The shock doctrine is incredibly effective. Transparency and exposure and outrage are the only effective weapons.
How does the shock doctrine work in our schools?
1. Strip public schools of resources. Check — education funding is plummeting nationwide.
2. Make them undesirable. Check — concentrating high needs & tough kids in our neighborhood schools drives motivated, mobile families into charters.
3. Ensure they fail. Check — high stakes testing labels schools as failures and now test-based teacher evaluations and pay label teachers as individual failures.
4. Undermine their base. Check — teachers are the largest unionized work force in the country. Making teachers the villains gives politicians cover for the real goal: dismantling organized labor for the benefit of the 1%. TFA infiltrates the ranks, undermining from within.
5. Reframe the story. Check — the media is owned by the beneficiaries of the privatization of our schools. They’re on board. Check again — movies like WFS and WBD are designed to re-write our beliefs. This is a tough one. Even today, surveys still show that people rate their neighborhood schools and their teachers highly, despite these smear campaigns. This effort will escalate.
When you stand back and look at the scale, the reformers are few, charters are the minority, TFA is a drop in the bucket, Bill Gates’ money is miniscule…but collectively, they have made formidable progress. Uncle Miltie would be proud.
http://video.google.com/videoplay?docid=1877467554618436978&q=Robert+sapolsky&pr=goog-sl
I wanted to share this with ya’ll.

------------------------------------

» PROBLEM
Reproduce the full passage on the shock doctrine and public schools word for word.

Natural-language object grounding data
------------------------------------

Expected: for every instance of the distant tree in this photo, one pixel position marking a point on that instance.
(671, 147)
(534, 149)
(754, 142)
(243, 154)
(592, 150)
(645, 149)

------------------------------------

» SOLUTION TO THIS PROBLEM
The shock doctrine is incredibly effective. Transparency and exposure and outrage are the only effective weapons.
How does the shock doctrine work in our schools?
1. Strip public schools of resources. Check — education funding is plummeting nationwide.
2. Make them undesirable. Check — concentrating high needs & tough kids in our neighborhood schools drives motivated, mobile families into charters.
3. Ensure they fail. Check — high stakes testing labels schools as failures and now test-based teacher evaluations and pay label teachers as individual failures.
4. Undermine their base. Check — teachers are the largest unionized work force in the country. Making teachers the villains gives politicians cover for the real goal: dismantling organized labor for the benefit of the 1%. TFA infiltrates the ranks, undermining from within.
5. Reframe the story. Check — the media is owned by the beneficiaries of the privatization of our schools. They’re on board. Check again — movies like WFS and WBD are designed to re-write our beliefs. This is a tough one. Even today, surveys still show that people rate their neighborhood schools and their teachers highly, despite these smear campaigns. This effort will escalate.
When you stand back and look at the scale, the reformers are few, charters are the minority, TFA is a drop in the bucket, Bill Gates’ money is miniscule…but collectively, they have made formidable progress. Uncle Miltie would be proud.
http://video.google.com/videoplay?docid=1877467554618436978&q=Robert+sapolsky&pr=goog-sl
I wanted to share this with ya’ll.